### What is being asked
Transcribe the passage of the post on the "Nakba Narrative," starting at "He goes on to" and ending at "be read here.".

### Document extract
════════════════

The “Nakba Narrative”
This is a guest post by Ben Cohen of Z Word
Here is the Palestinian writer and literary critic Hassan Khader on the “Nakba Narrative.”
Despite the fact that the signed agreements shook the foundations of accepted Palestinian norms and expectations, the PLO did not fail to develop rhetoric that emphasized the extent of its continued commitment to, and perhaps even conformity with, the traditional Narrative, despite obvious contradictions.
He goes on to say:
There is a unique set of dynamics to this ring of contradiction, most which involve attempts to compensate for secretly deviating from the Narrative by engaging in more eloquent rhetoric that invokes the themes of the constants, the conjuring of memory and the supposed optimism of the will. All these compensatory gestures are effective only in preventing any accumulation of political wisdom, and lead us time and again to the same errors. Therefore, the Palestinians continuously return to square one, as if the sixty years of Nakba and a hundred years of conflict in and over Palestine, could not yield a moment of reflection or a single lesson learned.
Khader’s entire piece, thoughtfully translated by the American Task Force on Palestine, can be read here.
This is not the first time that Khader has characterized the Nakba as a form of ideological cage. An article he wrote for Al Ahram in 1998, on the fiftieth anniversary of the creation of Israel, offered the following observation:
Palestine, in reality, was never a paradise; nor was it lost. It was a remote part of the Ottoman Empire, inhabited by poor peasant-farmers. The West Bank and Gaza, which were in and of Palestine, possessed the constituent elements for the perpetuity of Palestinian existence that might have stemmed the deterioration resulting from the annihilation of the larger entity.

════════════════

[Dataset items on where objects appear]
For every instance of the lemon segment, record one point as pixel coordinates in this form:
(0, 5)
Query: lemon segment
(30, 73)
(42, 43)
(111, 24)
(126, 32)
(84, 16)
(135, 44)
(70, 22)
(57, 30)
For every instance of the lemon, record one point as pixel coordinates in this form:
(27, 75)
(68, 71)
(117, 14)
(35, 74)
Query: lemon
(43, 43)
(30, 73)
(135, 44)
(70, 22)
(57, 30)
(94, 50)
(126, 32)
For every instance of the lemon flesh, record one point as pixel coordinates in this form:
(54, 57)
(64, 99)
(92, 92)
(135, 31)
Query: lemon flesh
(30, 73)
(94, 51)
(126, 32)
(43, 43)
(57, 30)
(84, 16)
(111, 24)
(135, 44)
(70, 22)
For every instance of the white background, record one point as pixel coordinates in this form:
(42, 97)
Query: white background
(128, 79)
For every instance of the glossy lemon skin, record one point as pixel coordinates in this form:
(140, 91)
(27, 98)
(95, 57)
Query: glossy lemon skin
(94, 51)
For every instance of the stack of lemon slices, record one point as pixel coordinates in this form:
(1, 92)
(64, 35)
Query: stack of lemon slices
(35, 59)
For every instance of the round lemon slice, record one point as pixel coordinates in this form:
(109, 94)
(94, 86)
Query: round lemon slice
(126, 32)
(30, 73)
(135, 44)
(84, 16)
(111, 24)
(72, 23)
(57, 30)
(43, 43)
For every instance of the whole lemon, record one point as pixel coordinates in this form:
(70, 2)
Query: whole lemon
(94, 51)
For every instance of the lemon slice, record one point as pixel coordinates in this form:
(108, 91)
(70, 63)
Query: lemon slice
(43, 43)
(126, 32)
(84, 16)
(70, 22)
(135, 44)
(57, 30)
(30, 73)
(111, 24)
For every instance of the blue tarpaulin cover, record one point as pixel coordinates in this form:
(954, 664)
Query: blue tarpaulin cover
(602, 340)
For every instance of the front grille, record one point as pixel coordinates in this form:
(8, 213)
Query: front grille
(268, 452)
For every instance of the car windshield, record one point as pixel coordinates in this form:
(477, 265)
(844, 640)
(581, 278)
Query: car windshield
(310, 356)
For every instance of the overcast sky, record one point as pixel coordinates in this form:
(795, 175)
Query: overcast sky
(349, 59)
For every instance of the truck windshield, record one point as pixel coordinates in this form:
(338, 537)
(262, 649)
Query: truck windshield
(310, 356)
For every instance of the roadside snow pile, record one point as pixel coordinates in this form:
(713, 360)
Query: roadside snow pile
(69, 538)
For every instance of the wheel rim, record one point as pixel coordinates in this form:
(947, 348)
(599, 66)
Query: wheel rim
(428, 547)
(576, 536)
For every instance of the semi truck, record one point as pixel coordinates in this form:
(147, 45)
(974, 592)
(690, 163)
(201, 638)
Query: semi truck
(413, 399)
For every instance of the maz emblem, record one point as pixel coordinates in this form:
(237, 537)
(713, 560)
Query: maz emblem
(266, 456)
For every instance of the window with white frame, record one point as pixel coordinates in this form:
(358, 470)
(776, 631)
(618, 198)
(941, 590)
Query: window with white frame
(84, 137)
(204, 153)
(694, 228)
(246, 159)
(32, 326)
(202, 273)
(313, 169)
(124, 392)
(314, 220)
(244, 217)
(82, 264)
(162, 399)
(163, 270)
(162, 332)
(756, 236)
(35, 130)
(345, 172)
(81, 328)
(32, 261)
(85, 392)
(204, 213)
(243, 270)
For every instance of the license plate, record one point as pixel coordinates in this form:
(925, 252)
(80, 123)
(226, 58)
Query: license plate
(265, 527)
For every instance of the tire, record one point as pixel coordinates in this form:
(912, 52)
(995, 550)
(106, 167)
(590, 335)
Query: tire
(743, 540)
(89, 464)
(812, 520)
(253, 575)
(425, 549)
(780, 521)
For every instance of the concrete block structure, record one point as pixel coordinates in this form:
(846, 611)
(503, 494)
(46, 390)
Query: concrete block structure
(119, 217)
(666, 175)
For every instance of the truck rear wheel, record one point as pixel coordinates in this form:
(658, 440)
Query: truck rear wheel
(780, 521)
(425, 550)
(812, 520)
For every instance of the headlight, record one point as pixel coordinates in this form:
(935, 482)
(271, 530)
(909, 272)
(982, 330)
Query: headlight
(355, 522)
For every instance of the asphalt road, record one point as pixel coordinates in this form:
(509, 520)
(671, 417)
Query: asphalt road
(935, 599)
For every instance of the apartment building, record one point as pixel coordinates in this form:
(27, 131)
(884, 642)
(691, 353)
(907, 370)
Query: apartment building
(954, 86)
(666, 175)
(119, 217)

════════════════

### Exercise result
He goes on to say:
There is a unique set of dynamics to this ring of contradiction, most which involve attempts to compensate for secretly deviating from the Narrative by engaging in more eloquent rhetoric that invokes the themes of the constants, the conjuring of memory and the supposed optimism of the will. All these compensatory gestures are effective only in preventing any accumulation of political wisdom, and lead us time and again to the same errors. Therefore, the Palestinians continuously return to square one, as if the sixty years of Nakba and a hundred years of conflict in and over Palestine, could not yield a moment of reflection or a single lesson learned.
Khader’s entire piece, thoughtfully translated by the American Task Force on Palestine, can be read here.